→ CONSIGNE DONNÉE 1
Renvoyez à l'identique les lignes qui suivent le texte, en partant de celle qui contient "For the benchmark, mark every instance of the tree" et jusqu'à la dernière ligne incluse.

→ TEXTE FOURNI
☆ ☆ ☆

Harcèlement scolaire : qu'est-ce que la "méthode de préoccupation partagée", qui peut régler certaines situations "en deux semaines" ?

Article rédigé par Catherine Fournier
France Télévisions
Publié
Temps de lecture : 6 min
Lors de la journée contre le harcèlement scolaire, le 18 novembre 2021, au collège et lycée d'Arsonval à Brive-la-Gaillarde (Corrèze). (STEPHANIE PARA / MAXPPP)
Ce dispositif, inspiré de la méthode scandinave dite "Pikas", se généralise en France dans le cadre du programme Phare. Il n'est toutefois pas adapté à tous les cas de figure, notamment au cyberharcèlement.

"Chaque drame est un drame de trop, qui nous rappelle que nous ne sommes toujours pas à la hauteur." Après le nouveau suicide d'un adolescent, victime de harcèlement scolaire lors de l'année 2022-2023, le ministre de l'Education nationale, Gabriel Attal, doit annoncer un plan interministériel de lutte contre ce phénomène d'ici à la fin septembre. Des outils sont déjà en place depuis une dizaine d'années en France, tels que la "méthode de préoccupation partagée". Importé de Suède, ce dispositif, fondé sur l'empathie, fait désormais partie du programme Phare, obligatoire dans les écoles, collèges et lycées. Mais il n'est pas adapté à toutes les situations. Franceinfo vous en présente les grandes lignes.

☆ ☆ ☆

→ DONNÉES DE L'EXERCICE
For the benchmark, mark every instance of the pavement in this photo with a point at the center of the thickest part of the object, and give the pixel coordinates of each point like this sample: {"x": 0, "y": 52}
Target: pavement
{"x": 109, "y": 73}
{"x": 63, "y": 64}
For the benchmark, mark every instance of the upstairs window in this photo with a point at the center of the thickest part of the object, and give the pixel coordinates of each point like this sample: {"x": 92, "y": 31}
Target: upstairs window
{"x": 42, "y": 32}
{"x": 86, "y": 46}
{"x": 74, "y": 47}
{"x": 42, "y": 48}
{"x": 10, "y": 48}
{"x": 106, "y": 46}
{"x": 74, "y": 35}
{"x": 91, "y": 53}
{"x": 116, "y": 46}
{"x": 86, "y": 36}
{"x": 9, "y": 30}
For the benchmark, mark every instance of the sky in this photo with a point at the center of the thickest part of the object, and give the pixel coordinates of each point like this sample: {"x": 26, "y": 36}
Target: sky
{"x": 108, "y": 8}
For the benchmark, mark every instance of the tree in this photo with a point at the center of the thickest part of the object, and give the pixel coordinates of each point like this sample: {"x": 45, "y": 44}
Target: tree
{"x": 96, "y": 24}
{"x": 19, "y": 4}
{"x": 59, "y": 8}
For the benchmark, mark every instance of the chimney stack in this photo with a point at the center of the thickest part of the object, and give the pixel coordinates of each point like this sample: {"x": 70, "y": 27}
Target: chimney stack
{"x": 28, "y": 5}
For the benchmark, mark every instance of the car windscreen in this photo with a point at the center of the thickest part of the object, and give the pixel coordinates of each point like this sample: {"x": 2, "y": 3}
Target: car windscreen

☆ ☆ ☆

→ CONSIGNE DONNÉE 2
Selon l'article sur le harcèlement scolaire, de quel pays la méthode de préoccupation partagée a-t-elle été importée ?

→ RÉPONSE 1
For the benchmark, mark every instance of the tree in this photo with a point at the center of the thickest part of the object, and give the pixel coordinates of each point like this sample: {"x": 45, "y": 44}
Target: tree
{"x": 96, "y": 24}
{"x": 19, "y": 4}
{"x": 59, "y": 8}
For the benchmark, mark every instance of the chimney stack in this photo with a point at the center of the thickest part of the object, and give the pixel coordinates of each point like this sample: {"x": 70, "y": 27}
Target: chimney stack
{"x": 28, "y": 5}
For the benchmark, mark every instance of the car windscreen in this photo with a point at the center of the thickest part of the object, and give the pixel coordinates of each point like this sample: {"x": 2, "y": 3}
Target: car windscreen

→ RÉPONSE 2
De Suède.